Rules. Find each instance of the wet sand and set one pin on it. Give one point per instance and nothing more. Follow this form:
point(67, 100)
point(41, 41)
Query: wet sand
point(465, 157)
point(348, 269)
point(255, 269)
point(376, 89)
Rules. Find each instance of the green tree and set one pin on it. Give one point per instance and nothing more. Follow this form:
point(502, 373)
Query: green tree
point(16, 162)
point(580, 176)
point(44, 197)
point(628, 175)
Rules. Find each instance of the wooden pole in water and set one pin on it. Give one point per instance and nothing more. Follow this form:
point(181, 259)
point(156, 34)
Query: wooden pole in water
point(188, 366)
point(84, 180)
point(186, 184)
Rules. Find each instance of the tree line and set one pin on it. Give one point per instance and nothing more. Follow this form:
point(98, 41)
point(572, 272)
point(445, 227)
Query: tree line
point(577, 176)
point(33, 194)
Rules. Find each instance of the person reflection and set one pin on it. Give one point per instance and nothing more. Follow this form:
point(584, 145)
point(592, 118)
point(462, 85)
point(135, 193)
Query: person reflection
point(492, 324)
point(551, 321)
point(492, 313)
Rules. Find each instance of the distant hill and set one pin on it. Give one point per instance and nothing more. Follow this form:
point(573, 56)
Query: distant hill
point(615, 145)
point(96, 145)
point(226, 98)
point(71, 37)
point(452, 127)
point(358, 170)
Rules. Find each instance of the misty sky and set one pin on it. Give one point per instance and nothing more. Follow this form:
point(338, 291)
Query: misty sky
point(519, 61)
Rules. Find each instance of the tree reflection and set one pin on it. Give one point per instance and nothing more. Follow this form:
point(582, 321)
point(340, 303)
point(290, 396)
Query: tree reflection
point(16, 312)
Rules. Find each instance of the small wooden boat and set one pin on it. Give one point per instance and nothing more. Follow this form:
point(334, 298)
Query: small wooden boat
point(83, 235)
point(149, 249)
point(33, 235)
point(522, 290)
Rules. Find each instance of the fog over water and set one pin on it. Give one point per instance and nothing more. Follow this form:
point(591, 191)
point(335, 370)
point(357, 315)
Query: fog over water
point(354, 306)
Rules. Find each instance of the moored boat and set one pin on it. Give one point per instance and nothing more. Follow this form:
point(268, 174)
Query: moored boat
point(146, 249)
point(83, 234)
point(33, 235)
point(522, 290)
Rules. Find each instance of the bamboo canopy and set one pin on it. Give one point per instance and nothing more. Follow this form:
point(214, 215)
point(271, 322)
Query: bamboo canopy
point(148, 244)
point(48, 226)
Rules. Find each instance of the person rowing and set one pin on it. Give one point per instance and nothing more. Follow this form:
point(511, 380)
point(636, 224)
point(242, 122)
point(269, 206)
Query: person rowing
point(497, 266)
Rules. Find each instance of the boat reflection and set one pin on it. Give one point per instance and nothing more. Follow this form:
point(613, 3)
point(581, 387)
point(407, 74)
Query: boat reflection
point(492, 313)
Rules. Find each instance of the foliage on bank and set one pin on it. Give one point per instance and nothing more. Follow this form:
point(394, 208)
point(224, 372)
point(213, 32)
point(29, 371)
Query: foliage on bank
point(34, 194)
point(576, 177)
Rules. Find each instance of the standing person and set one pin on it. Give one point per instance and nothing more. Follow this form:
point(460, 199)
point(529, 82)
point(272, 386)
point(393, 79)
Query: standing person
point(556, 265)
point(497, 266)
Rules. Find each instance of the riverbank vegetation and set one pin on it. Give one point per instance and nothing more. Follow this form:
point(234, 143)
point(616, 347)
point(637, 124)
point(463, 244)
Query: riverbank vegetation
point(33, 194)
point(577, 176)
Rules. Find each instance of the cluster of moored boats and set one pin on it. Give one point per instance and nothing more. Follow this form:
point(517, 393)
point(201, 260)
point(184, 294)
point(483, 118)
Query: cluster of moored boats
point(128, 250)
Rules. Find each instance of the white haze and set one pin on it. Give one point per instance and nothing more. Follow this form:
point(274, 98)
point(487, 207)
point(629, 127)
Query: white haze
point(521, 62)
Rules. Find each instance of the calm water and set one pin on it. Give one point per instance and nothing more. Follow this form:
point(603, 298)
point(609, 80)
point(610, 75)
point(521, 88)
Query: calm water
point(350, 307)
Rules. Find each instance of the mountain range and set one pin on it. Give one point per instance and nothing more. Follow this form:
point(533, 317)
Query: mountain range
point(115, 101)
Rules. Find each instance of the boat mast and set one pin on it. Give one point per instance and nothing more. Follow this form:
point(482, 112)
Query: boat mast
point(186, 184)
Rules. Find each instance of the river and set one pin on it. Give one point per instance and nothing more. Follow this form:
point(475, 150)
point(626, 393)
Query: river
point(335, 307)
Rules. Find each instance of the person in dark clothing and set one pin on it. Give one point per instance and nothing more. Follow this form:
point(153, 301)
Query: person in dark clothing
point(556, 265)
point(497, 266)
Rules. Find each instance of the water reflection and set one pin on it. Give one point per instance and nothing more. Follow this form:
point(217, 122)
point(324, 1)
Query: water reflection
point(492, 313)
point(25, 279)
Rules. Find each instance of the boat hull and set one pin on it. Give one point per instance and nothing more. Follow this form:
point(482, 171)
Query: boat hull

####

**What needs to be done:** Once you have read the entries, write them out again without altering a single character.

**The answer:**
Rules. Find each instance of the wet sand and set one pin on it. Give one point per instance and nothing more. Follow this form:
point(67, 100)
point(41, 41)
Query: wet sand
point(465, 157)
point(348, 269)
point(255, 269)
point(376, 89)
Rules. Find each instance of the green tree and set one pin on it. Give one point per instance and nothing more. Follow this form:
point(502, 373)
Query: green tree
point(16, 162)
point(580, 176)
point(44, 197)
point(628, 175)
Rules. Find each instance of the wooden pole in water and set one pin on it. Give one point per instance and nothing more. Follow this form:
point(181, 259)
point(156, 34)
Query: wooden pole in water
point(188, 366)
point(84, 180)
point(186, 184)
Rules. Find each instance of the tree line and set one pin on it. Give one point per instance and nothing more. Follow this form:
point(98, 41)
point(572, 272)
point(445, 227)
Query: tree line
point(577, 176)
point(33, 194)
Rules. Find each instance of the person reflection and set one pin on it. Give one point per instance and nothing more. Follow this form:
point(584, 145)
point(592, 118)
point(462, 85)
point(135, 193)
Query: person reflection
point(492, 324)
point(551, 321)
point(492, 313)
Rules. Find each instance of the distant hill and set one pin on it. Give one point per instance and nothing more. Follow this form:
point(573, 56)
Query: distant hill
point(615, 145)
point(96, 145)
point(226, 98)
point(71, 37)
point(452, 127)
point(358, 170)
Rules. Find each instance of the misty sky and set one pin on it. Give one point per instance and nothing more. Follow this form:
point(338, 291)
Query: misty sky
point(519, 61)
Rules. Find each instance of the tree reflection and set one pin on it. Give one point per instance and nothing more. Follow this form:
point(582, 321)
point(340, 303)
point(290, 396)
Query: tree reflection
point(16, 312)
Rules. Find each instance of the small wooden boat and set one pin on it. Give one point per instance and nothing more. Follow this form:
point(334, 298)
Query: small wooden boat
point(83, 235)
point(149, 249)
point(33, 235)
point(522, 290)
Rules. Find each instance of the fog over water and set one pin on it. Give one point per instance and nothing more. Follow this form:
point(591, 191)
point(335, 370)
point(357, 315)
Query: fog over water
point(354, 306)
Rules. Find each instance of the moored boat and set one pin on it. Give one point per instance and nothing more. Follow this form:
point(268, 174)
Query: moored boat
point(146, 249)
point(83, 234)
point(33, 235)
point(522, 290)
Rules. Find each instance of the bamboo canopy and set one pin on it. Give one point per instance and nothing more. Follow this form:
point(214, 215)
point(271, 322)
Query: bamboo canopy
point(148, 244)
point(48, 226)
Rules. Find each instance of the person rowing and set one pin on it. Give one point per instance and nothing more. Follow this form:
point(511, 380)
point(636, 224)
point(242, 122)
point(269, 206)
Query: person rowing
point(497, 266)
Rules. Find each instance of the boat reflection and set one pin on it. Give one point per instance and nothing more. Follow this form:
point(613, 3)
point(581, 387)
point(407, 74)
Query: boat reflection
point(492, 313)
Rules. Find each instance of the foliage on bank and set one pin on it. Give one point per instance and nothing more. Follow this form:
point(394, 208)
point(224, 372)
point(213, 32)
point(29, 371)
Query: foliage on bank
point(34, 194)
point(576, 177)
Rules. Find each instance of the standing person and set one pin on it. Give one point per instance and nothing more. Follow this form:
point(460, 199)
point(529, 82)
point(272, 386)
point(393, 79)
Query: standing person
point(556, 265)
point(497, 266)
Rules. Find each instance of the riverbank vegetation and set one pin on it. Give one point per instance and nothing more. Follow this form:
point(234, 143)
point(616, 347)
point(637, 124)
point(463, 244)
Query: riverbank vegetation
point(33, 194)
point(577, 176)
Rules. Find each instance of the cluster of moored boats and set one pin on it. Give one point per instance and nothing more. Follow this form:
point(517, 393)
point(201, 260)
point(184, 294)
point(483, 118)
Query: cluster of moored boats
point(128, 250)
Rules. Find each instance of the white haze and set one pin on it. Give one point per instance and nothing more. Follow this form:
point(274, 98)
point(487, 207)
point(629, 127)
Query: white haze
point(521, 62)
Rules. Find each instance of the calm water and set one pin on it. Give one point per instance and nothing more. Follow this form:
point(603, 298)
point(609, 80)
point(610, 75)
point(521, 88)
Query: calm water
point(350, 307)
Rules. Find each instance of the mountain range and set one pin on it. Give one point per instance and nothing more. Follow this form:
point(533, 317)
Query: mountain range
point(115, 101)
Rules. Find each instance of the boat mast and set one pin on it. Give one point per instance and nothing more. Follow this form:
point(482, 112)
Query: boat mast
point(186, 184)
Rules. Find each instance of the river and set one pin on it. Give one point per instance and nothing more. Follow this form:
point(475, 150)
point(626, 393)
Query: river
point(335, 307)
Rules. Find each instance of the person in dark clothing and set one pin on it. Give one point per instance and nothing more. Follow this form:
point(153, 301)
Query: person in dark clothing
point(556, 265)
point(497, 266)
Rules. Find each instance of the water reflection and set one pin on it. Give one point per instance and nothing more. Follow this form:
point(217, 122)
point(324, 1)
Query: water reflection
point(492, 313)
point(25, 279)
Rules. Find each instance of the boat hull and set one pin on it. Give one point per instance and nothing more. Follow this form:
point(482, 171)
Query: boat hull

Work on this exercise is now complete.